##### Provided passage
A climate control thermostat maintains steady inside temperature, and the stereo has multiple-CD, cassette tape and speaker options. I had no trouble reaching door, overhead and behind-the-seat storage spaces from the seat, and the CB radio mounts overhead and close by. The driver can set the intermittent wiper control to any interval, and headlights can be set to turn on and off automatically.

Most importantly, at least to me, Volvo’s improved cup holders keep beverages off the floor and in the cups.

In short, the VT 880 offers traditional looks and styling, but it still comes with the advanced technology.

This includes the cab and sleeper interior styling. Part of ergonomics is the mood created by interior designs. Volvo offers lighter-colored leather and cloth interiors, along with the larger windshield, side windows, skylight and four sleeper windows that allow more light as well as ventilation. The result is an overall brighter, friendlier mood that’s reinforced by spaces for a refrigerator, microwave, TV/DVD, a sink and more than enough storage for two. The larger berths are about the size of standard single beds with an optional dining table that seats four and converts to the lower berth. Both berths have light, ventilation, clock and radio controls.

With 374 cubic feet of sleeper space and more than 520 cubic feet of total living space, the VT 880 is also roomy. Two full-sized adults can walk past each other without turning sideways inside the cab. There’s room to stand, stretch, move around and – with an optional surround speaker system – dance, if the mood should arise. A handy folding ladder makes climbing into and out of the top berth respectable, and it also folds and stows securely. I liked the high ceiling, additional light and overall size of the cab because they eliminate the “closed in” feeling.
##########
■ **Written exercise**
Reproduce word for word the portion of the truck cab passage above that begins at "A climate control" and stops after "in the cups.".
##### Provided data
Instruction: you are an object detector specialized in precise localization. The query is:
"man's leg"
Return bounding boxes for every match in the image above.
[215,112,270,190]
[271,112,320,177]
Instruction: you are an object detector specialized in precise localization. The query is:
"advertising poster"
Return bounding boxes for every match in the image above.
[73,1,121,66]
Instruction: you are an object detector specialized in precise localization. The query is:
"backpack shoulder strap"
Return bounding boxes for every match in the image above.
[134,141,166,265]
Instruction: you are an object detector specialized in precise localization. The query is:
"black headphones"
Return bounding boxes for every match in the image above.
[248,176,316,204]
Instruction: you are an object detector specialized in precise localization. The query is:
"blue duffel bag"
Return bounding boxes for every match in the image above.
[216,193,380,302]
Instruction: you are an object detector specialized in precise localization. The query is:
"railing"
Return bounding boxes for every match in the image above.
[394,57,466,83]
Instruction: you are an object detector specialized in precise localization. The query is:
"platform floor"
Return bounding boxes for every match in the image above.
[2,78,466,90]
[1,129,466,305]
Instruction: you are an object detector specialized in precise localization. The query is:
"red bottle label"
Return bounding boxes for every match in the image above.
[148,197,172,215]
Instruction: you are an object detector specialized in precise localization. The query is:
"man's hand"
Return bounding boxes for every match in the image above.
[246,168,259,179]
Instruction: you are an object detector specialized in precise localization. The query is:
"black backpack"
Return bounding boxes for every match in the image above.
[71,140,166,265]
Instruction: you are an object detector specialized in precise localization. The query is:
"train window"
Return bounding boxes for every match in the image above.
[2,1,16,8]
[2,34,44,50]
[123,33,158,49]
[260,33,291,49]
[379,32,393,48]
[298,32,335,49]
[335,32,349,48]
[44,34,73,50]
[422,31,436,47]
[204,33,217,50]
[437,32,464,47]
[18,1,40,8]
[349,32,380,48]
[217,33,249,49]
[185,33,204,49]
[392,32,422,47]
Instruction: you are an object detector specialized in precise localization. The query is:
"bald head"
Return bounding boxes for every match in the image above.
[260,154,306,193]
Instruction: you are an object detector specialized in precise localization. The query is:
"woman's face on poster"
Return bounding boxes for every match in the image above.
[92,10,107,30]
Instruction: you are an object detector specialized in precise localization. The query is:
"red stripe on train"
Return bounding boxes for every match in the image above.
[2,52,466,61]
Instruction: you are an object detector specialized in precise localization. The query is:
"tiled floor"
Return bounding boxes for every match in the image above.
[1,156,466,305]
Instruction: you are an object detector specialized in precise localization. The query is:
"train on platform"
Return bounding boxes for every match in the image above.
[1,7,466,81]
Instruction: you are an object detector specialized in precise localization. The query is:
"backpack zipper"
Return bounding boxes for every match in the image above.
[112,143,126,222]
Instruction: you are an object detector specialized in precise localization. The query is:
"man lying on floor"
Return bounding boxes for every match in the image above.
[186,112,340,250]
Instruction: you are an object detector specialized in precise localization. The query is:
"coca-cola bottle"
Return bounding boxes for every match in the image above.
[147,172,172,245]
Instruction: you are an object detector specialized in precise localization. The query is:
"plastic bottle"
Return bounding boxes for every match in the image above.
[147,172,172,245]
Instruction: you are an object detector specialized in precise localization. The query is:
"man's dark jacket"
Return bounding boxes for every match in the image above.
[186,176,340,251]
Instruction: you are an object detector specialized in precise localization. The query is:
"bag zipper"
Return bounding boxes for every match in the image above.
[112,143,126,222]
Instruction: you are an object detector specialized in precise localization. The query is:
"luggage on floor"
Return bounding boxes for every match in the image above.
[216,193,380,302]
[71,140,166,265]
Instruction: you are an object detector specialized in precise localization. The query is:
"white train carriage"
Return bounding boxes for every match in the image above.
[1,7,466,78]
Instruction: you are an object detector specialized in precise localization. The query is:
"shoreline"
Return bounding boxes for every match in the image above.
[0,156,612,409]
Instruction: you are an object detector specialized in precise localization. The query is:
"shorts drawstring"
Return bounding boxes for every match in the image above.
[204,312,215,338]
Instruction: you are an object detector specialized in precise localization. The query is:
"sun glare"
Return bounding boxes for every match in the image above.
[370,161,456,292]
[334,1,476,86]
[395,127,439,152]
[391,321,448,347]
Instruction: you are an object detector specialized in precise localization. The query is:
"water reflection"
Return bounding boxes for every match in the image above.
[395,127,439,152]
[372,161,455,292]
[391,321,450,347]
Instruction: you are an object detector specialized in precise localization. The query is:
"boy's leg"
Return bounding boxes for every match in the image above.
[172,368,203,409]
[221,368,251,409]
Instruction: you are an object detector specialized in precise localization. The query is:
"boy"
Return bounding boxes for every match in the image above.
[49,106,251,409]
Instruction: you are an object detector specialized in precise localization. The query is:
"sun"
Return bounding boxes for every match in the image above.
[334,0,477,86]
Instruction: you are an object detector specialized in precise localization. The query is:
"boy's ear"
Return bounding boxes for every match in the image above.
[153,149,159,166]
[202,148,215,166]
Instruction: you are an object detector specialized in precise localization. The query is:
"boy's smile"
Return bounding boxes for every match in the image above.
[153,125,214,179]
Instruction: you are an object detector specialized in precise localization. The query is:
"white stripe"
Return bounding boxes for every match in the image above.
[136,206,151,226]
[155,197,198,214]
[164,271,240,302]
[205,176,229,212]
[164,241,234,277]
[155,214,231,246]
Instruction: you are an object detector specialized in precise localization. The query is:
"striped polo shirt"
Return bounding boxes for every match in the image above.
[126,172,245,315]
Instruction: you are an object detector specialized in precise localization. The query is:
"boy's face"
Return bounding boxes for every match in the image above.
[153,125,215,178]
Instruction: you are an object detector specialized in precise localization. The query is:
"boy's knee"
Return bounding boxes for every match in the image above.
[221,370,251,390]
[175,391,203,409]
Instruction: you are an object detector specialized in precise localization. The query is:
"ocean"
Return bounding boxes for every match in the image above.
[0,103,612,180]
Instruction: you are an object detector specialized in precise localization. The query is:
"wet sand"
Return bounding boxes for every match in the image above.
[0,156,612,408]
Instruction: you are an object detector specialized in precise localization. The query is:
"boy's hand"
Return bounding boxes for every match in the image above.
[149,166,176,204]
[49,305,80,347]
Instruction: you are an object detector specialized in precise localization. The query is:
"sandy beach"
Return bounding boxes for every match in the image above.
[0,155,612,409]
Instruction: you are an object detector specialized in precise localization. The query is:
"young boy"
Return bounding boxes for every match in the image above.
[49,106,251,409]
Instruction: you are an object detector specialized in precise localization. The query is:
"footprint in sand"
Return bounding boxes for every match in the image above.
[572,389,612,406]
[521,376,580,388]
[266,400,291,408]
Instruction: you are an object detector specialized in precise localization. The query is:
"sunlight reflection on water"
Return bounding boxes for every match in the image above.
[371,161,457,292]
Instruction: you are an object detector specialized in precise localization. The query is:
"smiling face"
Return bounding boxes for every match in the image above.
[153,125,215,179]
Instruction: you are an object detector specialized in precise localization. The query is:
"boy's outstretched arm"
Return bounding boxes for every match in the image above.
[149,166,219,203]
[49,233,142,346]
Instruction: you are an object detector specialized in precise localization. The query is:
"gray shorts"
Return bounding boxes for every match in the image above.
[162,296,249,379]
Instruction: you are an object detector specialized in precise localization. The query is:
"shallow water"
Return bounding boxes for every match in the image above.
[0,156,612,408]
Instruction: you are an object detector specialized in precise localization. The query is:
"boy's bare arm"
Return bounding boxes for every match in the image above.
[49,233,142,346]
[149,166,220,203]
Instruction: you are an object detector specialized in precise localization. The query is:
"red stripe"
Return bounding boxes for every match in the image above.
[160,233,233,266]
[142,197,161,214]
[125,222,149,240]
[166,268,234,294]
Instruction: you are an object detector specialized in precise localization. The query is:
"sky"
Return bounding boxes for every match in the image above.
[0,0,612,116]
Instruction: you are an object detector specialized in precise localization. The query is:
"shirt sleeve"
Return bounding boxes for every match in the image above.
##########
■ **Solution to this task**
A climate control thermostat maintains steady inside temperature, and the stereo has multiple-CD, cassette tape and speaker options. I had no trouble reaching door, overhead and behind-the-seat storage spaces from the seat, and the CB radio mounts overhead and close by. The driver can set the intermittent wiper control to any interval, and headlights can be set to turn on and off automatically.

Most importantly, at least to me, Volvo’s improved cup holders keep beverages off the floor and in the cups.